Instructions to follow: Output, please, exactly those lines of the listing that come before the line with "positive clicks: (934, 517)", along with that line itself.
BEGIN Available data
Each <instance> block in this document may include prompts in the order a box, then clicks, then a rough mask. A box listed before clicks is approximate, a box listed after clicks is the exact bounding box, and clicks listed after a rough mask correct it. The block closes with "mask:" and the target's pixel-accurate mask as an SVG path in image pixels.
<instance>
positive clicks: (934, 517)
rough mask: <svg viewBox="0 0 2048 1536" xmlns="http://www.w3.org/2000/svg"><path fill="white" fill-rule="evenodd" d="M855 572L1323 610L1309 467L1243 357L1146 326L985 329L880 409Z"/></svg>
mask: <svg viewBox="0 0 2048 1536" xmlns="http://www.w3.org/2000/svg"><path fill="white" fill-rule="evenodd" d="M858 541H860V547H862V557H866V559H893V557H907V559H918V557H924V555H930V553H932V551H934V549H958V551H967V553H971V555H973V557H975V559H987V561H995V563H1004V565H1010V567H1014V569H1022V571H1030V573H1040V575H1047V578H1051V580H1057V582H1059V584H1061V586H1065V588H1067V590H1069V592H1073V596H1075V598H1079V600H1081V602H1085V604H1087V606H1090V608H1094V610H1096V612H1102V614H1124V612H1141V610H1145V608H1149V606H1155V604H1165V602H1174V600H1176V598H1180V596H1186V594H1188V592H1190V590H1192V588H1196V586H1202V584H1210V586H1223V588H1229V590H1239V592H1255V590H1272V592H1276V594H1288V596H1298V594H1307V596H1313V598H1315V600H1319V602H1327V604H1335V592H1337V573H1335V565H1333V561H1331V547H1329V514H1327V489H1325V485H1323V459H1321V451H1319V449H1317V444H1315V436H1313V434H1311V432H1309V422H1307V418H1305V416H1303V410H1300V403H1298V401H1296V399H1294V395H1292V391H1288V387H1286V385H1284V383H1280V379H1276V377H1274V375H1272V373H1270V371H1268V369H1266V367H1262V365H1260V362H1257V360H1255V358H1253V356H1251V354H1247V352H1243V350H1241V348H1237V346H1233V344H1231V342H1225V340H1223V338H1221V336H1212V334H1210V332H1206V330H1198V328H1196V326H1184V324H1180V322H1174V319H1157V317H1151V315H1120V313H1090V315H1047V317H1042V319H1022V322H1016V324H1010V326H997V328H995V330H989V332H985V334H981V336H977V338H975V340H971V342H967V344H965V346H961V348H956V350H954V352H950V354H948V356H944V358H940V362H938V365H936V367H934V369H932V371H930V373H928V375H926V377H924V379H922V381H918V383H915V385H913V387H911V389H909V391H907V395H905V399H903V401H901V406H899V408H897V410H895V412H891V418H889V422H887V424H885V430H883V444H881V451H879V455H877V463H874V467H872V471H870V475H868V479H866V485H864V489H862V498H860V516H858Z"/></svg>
END Available data
Expected answer:
Each <instance> block in this document may include prompts in the order a box, then clicks, then a rough mask. A box listed before clicks is approximate, a box listed after clicks is the exact bounding box, and clicks listed after a rough mask correct it. The block closes with "mask:" and the target's pixel-accurate mask as an SVG path in image pixels.
<instance>
positive clicks: (934, 517)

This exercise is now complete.